Schematic depiction of hypoxia/reoxygenation-induced endoplasmic reticulum (ER) stress, and pharmacologic strategies to protect neurons from hypoxia/reoxygenation injury.

During hypoxia/reoxygenation, oxygen and glucose deprivation causes a significant lack of energy, which induces a defect in protein-folding processes and triggers ER stress responses. These activities activate protein kinase RNA-like endoplasmic reticulum kinase (PERK) and subsequent phosphorylates translation initiation factor 2 (eIF2), resulting in global inhibition of survival protein synthesis such as Akt. The reduced levels of Akt diminish extracellular survival signaling, resulting in the failure of glycogen synthase kinase 3β (GSK3β) inhibition, which potentiates downstream apoptotic signaling and induces cell death. On the contrary, therapeutic candidates against ER stress may display neuroprotective effects by rescuing suppressed Akt biosynthesis, which can work cooperatively with compounds promoted survival signaling thereby attenuating hypoxia/reoxygenation-induced neuronal cell death.

Neurons are thought to be sensitive to proteotoxicity, and there are many reports that ER stress is involved in several neurological diseases, including I/R injury, type 2 diabetes, and some neurodegenerative diseases such as Alzheimer's disease and Parkinson's disease. This makes ER stress can been recognized as a probable instigator of pathological cell death and dysfunction. As a result, mediators of ER-initiated cell death are therapeutic candidates against cell death by ER stress. In conclusion, our recent findings provide a possible mechanism about how ER stress mediates their neurotoxic effects, and it is possible that pharmacologically, such as in the case of ER stress inhibitors might be used to develop a novel strategy for I/R-induced damage.
• • •
> ABOUT THIS TASK
Reproduce the part of the passage on ER stress starting with "Neurons are thought" and going on through "for I/R-induced damage.", word for word. The lines that follow have no connection to the passage on ER stress.

> EXTRACTED RECORDS
• • •
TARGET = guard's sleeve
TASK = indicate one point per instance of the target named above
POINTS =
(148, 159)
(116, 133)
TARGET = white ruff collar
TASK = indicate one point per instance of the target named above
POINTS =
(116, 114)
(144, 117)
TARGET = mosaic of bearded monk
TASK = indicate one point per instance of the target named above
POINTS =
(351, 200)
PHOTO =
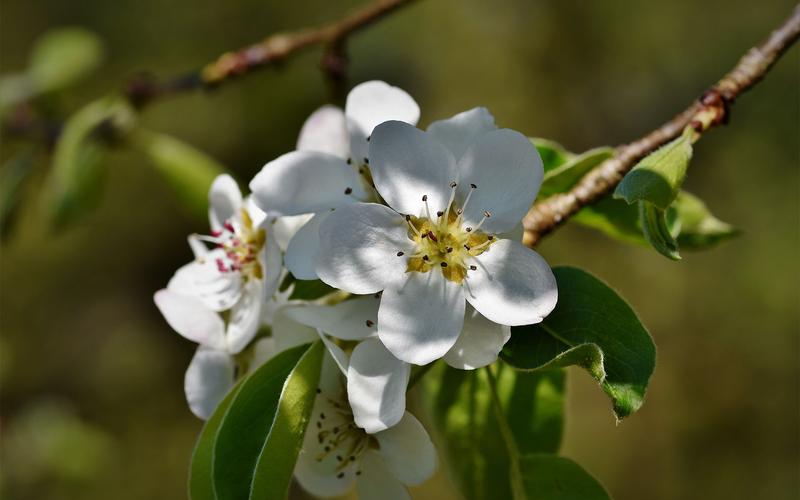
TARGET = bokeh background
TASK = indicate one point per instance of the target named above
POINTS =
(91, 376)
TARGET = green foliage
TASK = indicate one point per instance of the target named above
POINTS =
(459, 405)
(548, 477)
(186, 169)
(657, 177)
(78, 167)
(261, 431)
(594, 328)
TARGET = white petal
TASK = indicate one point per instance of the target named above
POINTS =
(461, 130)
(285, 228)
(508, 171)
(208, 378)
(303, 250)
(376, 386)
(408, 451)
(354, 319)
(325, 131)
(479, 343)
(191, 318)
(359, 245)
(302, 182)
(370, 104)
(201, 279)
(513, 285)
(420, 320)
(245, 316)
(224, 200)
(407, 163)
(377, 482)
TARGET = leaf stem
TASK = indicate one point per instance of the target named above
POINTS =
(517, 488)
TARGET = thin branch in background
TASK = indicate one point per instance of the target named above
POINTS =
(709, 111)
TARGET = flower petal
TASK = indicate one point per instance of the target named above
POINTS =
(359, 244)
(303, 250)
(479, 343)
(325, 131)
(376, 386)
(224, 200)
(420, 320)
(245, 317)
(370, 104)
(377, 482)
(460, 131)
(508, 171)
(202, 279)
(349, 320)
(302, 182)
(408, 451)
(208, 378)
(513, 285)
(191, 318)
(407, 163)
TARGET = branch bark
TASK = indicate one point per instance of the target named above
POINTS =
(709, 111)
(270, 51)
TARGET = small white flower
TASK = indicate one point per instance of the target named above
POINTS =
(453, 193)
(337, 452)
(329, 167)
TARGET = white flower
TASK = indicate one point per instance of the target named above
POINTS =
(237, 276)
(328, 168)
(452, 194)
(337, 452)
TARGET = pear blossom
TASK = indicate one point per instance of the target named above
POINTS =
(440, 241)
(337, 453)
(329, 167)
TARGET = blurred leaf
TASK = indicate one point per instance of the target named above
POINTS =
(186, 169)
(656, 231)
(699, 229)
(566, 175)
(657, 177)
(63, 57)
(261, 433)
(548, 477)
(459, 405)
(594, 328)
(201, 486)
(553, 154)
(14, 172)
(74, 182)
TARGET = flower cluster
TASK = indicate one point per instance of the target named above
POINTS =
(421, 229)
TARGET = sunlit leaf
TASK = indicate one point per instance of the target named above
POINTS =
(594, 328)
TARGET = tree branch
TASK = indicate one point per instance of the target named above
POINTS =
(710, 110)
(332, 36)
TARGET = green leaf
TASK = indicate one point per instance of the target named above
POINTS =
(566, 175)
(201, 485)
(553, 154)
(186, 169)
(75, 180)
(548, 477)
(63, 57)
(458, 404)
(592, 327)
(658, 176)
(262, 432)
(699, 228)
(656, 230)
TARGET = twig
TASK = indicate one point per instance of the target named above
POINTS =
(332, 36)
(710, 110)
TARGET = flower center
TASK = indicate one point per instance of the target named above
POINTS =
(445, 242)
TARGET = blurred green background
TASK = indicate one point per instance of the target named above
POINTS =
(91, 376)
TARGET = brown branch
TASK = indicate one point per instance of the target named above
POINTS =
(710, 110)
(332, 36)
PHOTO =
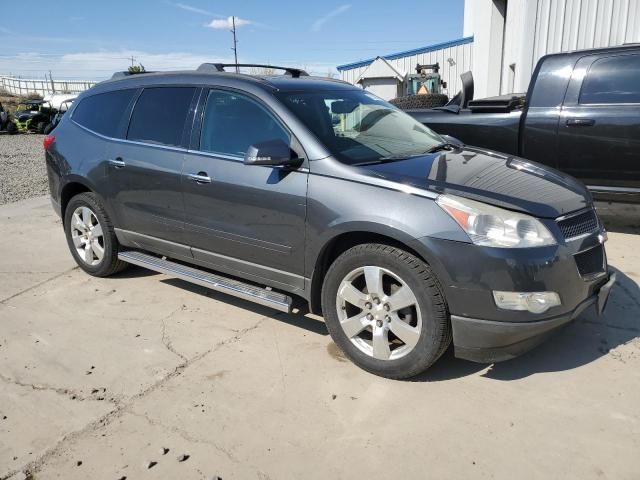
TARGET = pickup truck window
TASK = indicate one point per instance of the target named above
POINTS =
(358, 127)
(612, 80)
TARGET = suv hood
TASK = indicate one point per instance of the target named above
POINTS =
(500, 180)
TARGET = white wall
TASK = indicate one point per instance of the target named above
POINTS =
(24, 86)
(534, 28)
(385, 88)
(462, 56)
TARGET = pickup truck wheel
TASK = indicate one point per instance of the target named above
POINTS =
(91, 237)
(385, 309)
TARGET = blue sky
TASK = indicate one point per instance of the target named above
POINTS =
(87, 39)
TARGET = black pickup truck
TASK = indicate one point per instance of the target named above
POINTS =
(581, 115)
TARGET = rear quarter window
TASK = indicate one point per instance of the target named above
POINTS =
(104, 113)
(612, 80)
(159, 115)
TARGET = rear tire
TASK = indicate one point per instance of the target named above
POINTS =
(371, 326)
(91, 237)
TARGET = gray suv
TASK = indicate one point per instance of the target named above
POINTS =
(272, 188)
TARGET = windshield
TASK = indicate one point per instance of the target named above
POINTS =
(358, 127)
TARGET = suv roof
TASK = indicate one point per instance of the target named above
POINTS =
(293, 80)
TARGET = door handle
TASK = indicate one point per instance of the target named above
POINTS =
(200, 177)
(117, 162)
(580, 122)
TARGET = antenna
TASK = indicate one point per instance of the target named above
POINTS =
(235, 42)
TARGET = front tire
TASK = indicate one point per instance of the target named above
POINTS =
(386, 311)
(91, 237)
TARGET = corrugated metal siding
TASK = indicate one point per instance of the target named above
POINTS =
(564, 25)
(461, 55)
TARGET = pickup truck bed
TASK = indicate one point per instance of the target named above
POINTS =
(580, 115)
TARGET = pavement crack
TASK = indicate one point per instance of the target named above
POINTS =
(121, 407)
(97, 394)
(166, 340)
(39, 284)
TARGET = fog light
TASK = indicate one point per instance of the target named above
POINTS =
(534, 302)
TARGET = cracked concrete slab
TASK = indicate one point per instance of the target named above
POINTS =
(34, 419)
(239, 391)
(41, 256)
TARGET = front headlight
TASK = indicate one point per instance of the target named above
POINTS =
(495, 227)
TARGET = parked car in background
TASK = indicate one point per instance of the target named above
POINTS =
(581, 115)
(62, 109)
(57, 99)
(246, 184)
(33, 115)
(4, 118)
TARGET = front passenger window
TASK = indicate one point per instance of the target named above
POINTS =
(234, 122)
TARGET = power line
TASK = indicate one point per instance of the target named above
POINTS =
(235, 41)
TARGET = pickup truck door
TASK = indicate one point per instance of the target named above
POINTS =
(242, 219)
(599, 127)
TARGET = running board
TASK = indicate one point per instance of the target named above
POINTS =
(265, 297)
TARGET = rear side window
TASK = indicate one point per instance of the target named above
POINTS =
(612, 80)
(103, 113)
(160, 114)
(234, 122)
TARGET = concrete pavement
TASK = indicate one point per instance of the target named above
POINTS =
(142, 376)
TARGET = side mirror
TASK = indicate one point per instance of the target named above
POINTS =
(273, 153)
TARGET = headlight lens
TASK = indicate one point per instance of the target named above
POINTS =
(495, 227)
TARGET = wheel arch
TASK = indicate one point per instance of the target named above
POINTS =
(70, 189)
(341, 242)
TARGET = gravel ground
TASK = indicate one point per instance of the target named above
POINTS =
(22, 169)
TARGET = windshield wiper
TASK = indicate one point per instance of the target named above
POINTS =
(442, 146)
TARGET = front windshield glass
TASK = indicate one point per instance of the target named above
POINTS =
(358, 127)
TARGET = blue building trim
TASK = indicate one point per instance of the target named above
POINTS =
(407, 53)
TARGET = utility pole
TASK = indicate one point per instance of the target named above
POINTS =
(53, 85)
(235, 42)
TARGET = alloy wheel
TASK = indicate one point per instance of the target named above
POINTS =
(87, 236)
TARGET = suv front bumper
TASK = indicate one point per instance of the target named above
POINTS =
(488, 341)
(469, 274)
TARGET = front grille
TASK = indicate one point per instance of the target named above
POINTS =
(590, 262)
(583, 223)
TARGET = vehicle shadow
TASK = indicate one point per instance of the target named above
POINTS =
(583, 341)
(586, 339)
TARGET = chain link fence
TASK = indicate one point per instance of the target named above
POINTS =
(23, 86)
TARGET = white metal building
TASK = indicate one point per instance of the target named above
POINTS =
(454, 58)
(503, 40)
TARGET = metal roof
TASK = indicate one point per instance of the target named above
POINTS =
• • •
> ANSWER BELOW
Neurons are thought to be sensitive to proteotoxicity, and there are many reports that ER stress is involved in several neurological diseases, including I/R injury, type 2 diabetes, and some neurodegenerative diseases such as Alzheimer's disease and Parkinson's disease. This makes ER stress can been recognized as a probable instigator of pathological cell death and dysfunction. As a result, mediators of ER-initiated cell death are therapeutic candidates against cell death by ER stress. In conclusion, our recent findings provide a possible mechanism about how ER stress mediates their neurotoxic effects, and it is possible that pharmacologically, such as in the case of ER stress inhibitors might be used to develop a novel strategy for I/R-induced damage.